**PROVIDED PASSAGE**

########################################

Not the greatest view, but that's the NorVin 1000cc Cafe Racer, half Norton, half Vincent.


----------



## Garek (Feb 10, 2011)

stupid dogbot said:


> Ducatis are for fashionistas and fairweathers, really.


 
I do agree with you, however there are one or two which make me slightly weak at the knees.


----------



## stupid dogbot (Feb 10, 2011)

Yeah, I'm being intentionally harsh, really. I rode a Monster on a stunt riding course and it was a decent bike. And I like how the 1198 looks, just not how it rides. My mate bought an RSV4 last year for about the same price and he couldn't believe after riding both that people would still consider the Ducati. But it's about buying a badge for a lot of 'em.

I'll tell you a Ducati owner story...

I was sitting on my bike last summer, outside a garage with a group of mates, whilst one of our number is awaiting the mechanic to change the front tyre on his Gixxer. We're all on sports bikes, me on the R1. This guy turns up to meet his mate (whose Aprilia RSV Mille is currently front wheel-less on the ramps) on a 749. He's your classic mid-40s weekend warrior on a Duke. Branded Ducati one piece leathers, fancy sunglasses, mid-range "racing" lid. He sits and talks to us, telling us all about how the hand-built Italians are so much better than the "soulless, machine-built" Japaneses, which we all happen to be riding. 

His mate comes out with his bike, and he starts his 749 up. It sounds _terrible_. The mechanic wanders over and says "excuse me, mate. you know that's only firing on one of its cylinders, don't you".

Gales of laughter, including his mate on the (much nicer) Mille.

Bloke rides off in a huff.

Typical Ducati owner.


----------



## Garek (Feb 10, 2011)

Heh 



stupid dogbot said:


> He sits and talks to us, telling us all about how the hand-built Italians are so much better than the "soulless, machine-built" Japaneses, which we all happen to be riding.



I hate this argument, this kind of elitist bollocks. It means fuck all. I go to Rye every now in the Summer on a Sunday. Lot's of bikes there but it is pretty alienating. Loads of middle aged blokes in one pieces riding, sorry posing next to, gleaming bits of metal.

It does not surprise me one bit when I read that the average age of a bike is rising year on year.

EDIT: Hmm not very coherent thought banging round my head on this issue, but there something that bothers me about the atmosphere of a lot of these Sunday bike meets.


----------



## stupid dogbot (Feb 10, 2011)

Yeah, agreed. The Japanese factories aren't just bulk producers, they're precision operations. Yes, they churn out a thousand machines in the time it takes the Italians to build two, but their quality control is pretty stringent. The only Euro-built bikes that have the same build-quality feel I've ridden have been the Beamers - an R1150GS and obviously, the S1000. I sure there are others, but I hate this idea that it must be hand built to be "worthy".

The R1 gets pleasant attention, mostly. People come and look at it, and it's all very relaxed and chatty. One bloke with a '98 asked if he could sit on it to see how it felt, as he'd thought about buying one. Mostly, I get questions about the crossplane and how it works, which leads to quickly glazing expressions.

########################################

**GIVEN TASK 1**
In the motorcycle forum thread, what did the mechanic tell the owner of the 749 about his bike?
**GIVEN TASK 2**
Extend the motorcycle forum thread, picking up directly after its final sentence.
The records are a separate body of material, unconnected to the motorcycle forum thread.

**DATA ROWS**
########################################

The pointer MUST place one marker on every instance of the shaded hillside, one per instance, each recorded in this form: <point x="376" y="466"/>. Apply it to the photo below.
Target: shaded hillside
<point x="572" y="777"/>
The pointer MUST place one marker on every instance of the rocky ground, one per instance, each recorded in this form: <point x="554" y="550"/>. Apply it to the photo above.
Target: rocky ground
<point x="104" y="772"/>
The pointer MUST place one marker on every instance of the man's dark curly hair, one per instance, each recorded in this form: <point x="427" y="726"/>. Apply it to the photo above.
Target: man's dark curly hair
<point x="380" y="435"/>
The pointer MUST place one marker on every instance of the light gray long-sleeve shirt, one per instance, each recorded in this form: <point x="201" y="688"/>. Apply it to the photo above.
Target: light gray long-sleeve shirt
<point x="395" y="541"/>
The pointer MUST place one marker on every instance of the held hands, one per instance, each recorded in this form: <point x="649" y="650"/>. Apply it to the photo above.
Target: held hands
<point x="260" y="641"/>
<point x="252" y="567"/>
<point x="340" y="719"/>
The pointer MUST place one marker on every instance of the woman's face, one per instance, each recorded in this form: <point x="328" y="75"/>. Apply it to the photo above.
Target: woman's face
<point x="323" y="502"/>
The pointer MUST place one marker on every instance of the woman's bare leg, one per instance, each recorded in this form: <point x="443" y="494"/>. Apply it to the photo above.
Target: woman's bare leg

########################################

**EXERCISE OUTPUT 1**
The mechanic told him it was only firing on one of its cylinders.

**EXERCISE OUTPUT 2**
I really don't mind the Dukes themselves, but for those guys with that attitude, I say you'll have a job staying on my back wheel out of a corner... 

I grew up on battered scramblers and filthy, borrowed Gas-Gas trials bikes. Having something shiny at all is a huge bonus to me.


----------



## Garek (Feb 10, 2011)

stupid dogbot said:


> Having something shiny at all is a huge bonus to me.


 
If I had a garage I would certainly get me self one it has to be said. I'd quite like a ZX-6R.


----------



## Part 2 (Feb 10, 2011)

stupid dogbot said:


> That's _gorgeous_.


 
Guess you may have googled already but here's the link anyway...10 bikes built around classic british engines

http://www.falconmotorcycles.com/index.php


----------



## geminisnake (Feb 10, 2011)

LOL @ the duke owner  I've met some decent ducati owners as well as some right tits but you get tits on most bikes these days ime. 

That Falcon is well tasty!!


----------



## DownwardDog (Feb 11, 2011)

stupid dogbot said:


> Yeah, agreed. The Japanese factories aren't just bulk producers, they're precision operations. Yes, they churn out a thousand machines in the time it takes the Italians to build two, but their quality control is pretty stringent.


 
In terms of fit and finish, my 999 was far superior to the RC45 I had before it. The 999 was superbly designed and put together whereas the RC45 had a super cheap finish and lots of nasty fasteners. The 999 electrics were a fucking nightmare though as a cable got crimped, probably in the PDI at the dealer, and it took months of intermittent faults to trace the problem. I had 3 R1s from 2003-2006 and they were all faultless but I don't think I could bring myself to own the current "surprised toad" one.

The 999R is a cast iron future classic though, if I could find a nice one that hadn't been raced, dropped or modded I would buy it.


----------



## weltweit (Feb 11, 2011)

Chip Barm said:


>


 
That is quite a cool photo... 

Big V twin..

No front brakes or suspension.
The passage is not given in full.